_Task requirements_. Reproduce the passage of the Marks & Spencer article verbatim, starting at "The retailer recorded" and ending at "a billion pounds.".

A decline in sales of food and clothing in the fourth quarter underlined the need for a restructuring of the 134-year-old fixture of the UK's shopping districts, including plans to shut nearly one-third of its large stores.

The retailer said it's accelerating a drive to become a "more commercial, more digital business".

Chief executive officer Steve Rowe acknowledged the company's past missteps, saying M&S was slow to embrace e-commerce and to respond to a slump in foot traffic on the UK's shopping streets. After previous turnaround plans by former management failed to restore consumer interest in M&S apparel and shoppers even began defecting from its grocery aisles, he and Mr Norman asked for patience.

"The changes that are being made are really formative for our future," Mr Norman said in an analyst briefing. "Improvements in trading will take much longer. We are building a business for five to 10 years in the future." Despite the weakness, M&S's forecast for the current year is not as bleak as some investors expected, and that helped lift the shares, which were up as 1.8 per cent at 10:40 am in London. Earlier they rose as much as 6.6 per cent.

Under Mr Norman, who became chairman last year, M&S is lowering prices and upgrading its e-commerce infrastructure. But competitors are giving it new headaches, with J Sainsbury Plc's US$10 billion acquisition of Walmart Inc's Asda threatening to intensify price competition in clothing and food. Soaring costs and stagnant demand are squeezing all of the UK's store-based fashion retailers.

Same-store sales in M&S's clothing-and-home division fell 3.4 per cent in the fourth quarter, more than double the rate of decline that analysts expected. Comparable sales in food, long the engine of growth for M&S as its apparel operations slumped, fell 0.6 per cent.

"It's worrying to see that M&S's slowdown in food has continued," TCC Global analyst Bryan Roberts said by email. "As retailers across the industry have invested more heavily in their premium and private-label offerings, M&S's pricing has looked increasingly over the top."

The retailer recorded one-time charges of £514 million(S$923 million) related to the store closings, cutting its pretax profit by 62 per cent, to £66.8 million, in the 52 weeks through March 31. In the last two years M&S has recorded one-time charges worth almost a billion pounds.

"Marks & Spencer has admitted defeat on its recent strategy and the proposed revamp of a business whose brand may yet become its saving grace has been well received by investors," Richard Hunter, head of markets at Interactive Investor, said in an emailed comment.

_Given information_.

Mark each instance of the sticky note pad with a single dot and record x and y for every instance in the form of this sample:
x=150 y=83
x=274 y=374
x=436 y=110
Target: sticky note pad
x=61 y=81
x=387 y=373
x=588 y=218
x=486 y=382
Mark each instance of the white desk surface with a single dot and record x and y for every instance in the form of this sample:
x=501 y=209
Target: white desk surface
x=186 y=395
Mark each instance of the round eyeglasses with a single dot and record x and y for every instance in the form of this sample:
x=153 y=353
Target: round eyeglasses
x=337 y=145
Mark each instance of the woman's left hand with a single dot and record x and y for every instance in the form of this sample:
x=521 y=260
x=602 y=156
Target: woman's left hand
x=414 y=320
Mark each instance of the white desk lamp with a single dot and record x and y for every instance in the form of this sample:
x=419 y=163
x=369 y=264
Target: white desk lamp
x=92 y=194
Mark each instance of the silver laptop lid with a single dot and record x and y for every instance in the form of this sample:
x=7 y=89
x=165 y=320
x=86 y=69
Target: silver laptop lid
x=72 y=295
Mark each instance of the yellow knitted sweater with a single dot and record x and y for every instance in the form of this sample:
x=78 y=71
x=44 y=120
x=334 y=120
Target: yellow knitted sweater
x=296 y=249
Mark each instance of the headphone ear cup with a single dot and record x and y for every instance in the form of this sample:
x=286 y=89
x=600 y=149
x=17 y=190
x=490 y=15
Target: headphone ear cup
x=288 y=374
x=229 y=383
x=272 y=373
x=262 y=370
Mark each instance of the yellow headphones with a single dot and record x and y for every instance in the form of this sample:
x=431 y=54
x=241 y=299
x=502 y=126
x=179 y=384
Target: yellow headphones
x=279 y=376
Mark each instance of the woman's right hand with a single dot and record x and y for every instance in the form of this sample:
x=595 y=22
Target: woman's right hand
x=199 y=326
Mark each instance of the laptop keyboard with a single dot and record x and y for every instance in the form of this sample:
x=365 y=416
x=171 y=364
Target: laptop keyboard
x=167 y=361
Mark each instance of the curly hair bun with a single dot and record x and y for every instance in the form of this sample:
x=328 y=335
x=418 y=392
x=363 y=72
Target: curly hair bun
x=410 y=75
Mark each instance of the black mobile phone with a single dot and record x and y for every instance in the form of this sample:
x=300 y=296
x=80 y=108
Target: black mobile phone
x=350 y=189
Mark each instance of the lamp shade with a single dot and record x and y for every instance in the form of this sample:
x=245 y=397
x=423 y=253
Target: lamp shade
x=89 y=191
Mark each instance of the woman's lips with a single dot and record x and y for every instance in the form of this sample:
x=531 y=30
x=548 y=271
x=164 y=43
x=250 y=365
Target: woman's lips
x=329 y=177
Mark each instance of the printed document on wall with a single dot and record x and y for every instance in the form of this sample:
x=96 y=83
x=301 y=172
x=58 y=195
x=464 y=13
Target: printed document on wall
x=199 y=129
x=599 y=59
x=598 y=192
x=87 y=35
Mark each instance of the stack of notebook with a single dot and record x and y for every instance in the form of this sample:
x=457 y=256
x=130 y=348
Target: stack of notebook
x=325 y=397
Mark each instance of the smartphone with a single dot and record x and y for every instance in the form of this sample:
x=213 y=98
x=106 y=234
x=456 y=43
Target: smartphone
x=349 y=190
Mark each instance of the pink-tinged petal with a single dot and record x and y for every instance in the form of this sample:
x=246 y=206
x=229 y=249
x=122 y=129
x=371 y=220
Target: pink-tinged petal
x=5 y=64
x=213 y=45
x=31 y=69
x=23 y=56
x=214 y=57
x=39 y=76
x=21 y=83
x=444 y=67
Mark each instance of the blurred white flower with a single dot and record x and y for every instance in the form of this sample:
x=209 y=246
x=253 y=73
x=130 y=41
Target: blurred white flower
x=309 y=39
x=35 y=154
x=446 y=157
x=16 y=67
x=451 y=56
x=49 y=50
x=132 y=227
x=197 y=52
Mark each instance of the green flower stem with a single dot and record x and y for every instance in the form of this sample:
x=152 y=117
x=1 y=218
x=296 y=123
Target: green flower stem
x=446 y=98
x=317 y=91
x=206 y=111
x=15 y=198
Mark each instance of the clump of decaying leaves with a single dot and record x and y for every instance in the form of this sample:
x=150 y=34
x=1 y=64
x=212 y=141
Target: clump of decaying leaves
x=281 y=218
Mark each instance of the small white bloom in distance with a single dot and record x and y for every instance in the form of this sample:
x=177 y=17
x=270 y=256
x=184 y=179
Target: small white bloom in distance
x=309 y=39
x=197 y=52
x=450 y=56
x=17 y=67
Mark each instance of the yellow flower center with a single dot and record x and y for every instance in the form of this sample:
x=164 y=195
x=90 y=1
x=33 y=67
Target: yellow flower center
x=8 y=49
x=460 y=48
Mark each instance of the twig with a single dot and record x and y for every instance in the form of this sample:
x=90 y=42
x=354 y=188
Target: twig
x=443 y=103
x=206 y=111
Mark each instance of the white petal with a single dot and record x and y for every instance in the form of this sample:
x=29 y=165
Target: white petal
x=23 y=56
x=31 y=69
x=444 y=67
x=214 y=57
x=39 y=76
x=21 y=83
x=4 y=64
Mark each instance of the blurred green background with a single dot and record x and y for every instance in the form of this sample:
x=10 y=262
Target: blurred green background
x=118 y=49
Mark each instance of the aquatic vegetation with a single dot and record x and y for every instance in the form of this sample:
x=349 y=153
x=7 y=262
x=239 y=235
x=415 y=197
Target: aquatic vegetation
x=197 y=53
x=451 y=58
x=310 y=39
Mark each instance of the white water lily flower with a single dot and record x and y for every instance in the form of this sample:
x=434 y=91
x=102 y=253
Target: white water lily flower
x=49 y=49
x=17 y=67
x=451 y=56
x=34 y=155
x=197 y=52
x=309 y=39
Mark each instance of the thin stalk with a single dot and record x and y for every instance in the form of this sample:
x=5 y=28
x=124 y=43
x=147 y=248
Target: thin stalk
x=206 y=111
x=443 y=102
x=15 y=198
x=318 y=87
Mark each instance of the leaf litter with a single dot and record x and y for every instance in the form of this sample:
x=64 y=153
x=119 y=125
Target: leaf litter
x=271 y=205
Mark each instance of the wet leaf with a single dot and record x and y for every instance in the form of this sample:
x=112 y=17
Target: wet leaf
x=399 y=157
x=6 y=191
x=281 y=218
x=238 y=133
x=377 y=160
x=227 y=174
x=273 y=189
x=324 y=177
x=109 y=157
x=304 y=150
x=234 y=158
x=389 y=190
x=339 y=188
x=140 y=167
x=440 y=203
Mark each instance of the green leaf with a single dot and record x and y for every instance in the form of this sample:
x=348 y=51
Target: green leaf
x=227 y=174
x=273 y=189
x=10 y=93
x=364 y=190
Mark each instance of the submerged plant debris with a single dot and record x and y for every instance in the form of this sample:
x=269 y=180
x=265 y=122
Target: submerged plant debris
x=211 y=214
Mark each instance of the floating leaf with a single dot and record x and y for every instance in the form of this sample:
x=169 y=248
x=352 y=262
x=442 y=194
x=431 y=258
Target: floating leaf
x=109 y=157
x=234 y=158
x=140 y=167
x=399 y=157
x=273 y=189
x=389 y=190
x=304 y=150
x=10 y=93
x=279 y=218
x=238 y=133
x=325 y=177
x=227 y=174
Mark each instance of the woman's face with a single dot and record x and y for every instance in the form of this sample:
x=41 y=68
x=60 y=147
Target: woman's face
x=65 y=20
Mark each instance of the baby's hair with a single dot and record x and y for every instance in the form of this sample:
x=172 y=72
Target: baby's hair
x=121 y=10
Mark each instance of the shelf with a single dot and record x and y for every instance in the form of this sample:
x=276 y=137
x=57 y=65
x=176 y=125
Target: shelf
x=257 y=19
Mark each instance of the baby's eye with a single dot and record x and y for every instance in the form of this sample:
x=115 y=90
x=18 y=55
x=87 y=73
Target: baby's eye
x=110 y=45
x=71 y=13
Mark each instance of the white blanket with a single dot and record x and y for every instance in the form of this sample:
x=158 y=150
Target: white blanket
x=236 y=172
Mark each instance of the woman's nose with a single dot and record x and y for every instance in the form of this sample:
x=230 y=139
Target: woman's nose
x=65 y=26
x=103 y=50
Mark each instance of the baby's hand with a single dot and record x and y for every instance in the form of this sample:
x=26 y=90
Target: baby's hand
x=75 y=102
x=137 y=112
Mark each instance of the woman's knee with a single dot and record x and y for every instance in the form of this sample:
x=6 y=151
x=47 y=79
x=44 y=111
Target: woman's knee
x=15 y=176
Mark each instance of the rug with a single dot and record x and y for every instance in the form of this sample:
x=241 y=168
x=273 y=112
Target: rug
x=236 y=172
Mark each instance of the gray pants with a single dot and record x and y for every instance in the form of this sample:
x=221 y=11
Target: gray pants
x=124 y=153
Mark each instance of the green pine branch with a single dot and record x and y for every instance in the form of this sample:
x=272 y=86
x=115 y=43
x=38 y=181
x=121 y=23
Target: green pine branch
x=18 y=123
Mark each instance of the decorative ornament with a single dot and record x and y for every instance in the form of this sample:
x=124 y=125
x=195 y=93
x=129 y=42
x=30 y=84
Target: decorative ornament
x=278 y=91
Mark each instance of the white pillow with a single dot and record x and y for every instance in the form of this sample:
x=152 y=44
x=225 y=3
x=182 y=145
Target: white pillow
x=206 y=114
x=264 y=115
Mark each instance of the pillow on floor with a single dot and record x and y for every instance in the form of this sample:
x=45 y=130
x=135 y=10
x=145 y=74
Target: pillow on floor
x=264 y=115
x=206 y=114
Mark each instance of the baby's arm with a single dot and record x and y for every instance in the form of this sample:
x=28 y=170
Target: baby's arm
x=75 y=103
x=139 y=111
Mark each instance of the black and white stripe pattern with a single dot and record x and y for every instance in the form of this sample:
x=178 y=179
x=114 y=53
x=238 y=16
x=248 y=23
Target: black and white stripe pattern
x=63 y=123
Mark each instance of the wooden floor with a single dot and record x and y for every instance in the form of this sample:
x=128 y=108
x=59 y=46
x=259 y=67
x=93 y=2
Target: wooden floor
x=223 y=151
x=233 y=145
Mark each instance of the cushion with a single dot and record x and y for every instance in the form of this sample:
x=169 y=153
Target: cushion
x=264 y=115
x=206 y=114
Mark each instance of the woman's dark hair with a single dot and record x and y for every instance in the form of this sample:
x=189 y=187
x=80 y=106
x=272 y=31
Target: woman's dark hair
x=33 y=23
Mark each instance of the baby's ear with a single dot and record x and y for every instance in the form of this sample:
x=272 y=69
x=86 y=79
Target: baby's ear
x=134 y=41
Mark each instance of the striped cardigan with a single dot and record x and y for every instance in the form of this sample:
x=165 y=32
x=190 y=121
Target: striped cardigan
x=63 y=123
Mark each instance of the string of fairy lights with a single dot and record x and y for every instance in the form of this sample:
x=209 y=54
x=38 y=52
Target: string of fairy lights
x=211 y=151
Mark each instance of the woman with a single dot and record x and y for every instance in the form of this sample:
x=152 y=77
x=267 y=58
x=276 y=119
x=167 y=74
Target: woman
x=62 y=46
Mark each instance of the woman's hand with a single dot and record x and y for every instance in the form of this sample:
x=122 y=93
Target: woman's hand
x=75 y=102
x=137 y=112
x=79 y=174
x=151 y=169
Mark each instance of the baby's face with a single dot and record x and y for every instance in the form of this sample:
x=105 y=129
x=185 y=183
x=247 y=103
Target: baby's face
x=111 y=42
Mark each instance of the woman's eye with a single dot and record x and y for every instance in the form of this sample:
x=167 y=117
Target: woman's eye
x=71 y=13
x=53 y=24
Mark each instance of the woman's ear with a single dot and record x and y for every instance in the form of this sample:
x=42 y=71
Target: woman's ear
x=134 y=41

_The response_.
The retailer recorded one-time charges of £514 million(S$923 million) related to the store closings, cutting its pretax profit by 62 per cent, to £66.8 million, in the 52 weeks through March 31. In the last two years M&S has recorded one-time charges worth almost a billion pounds.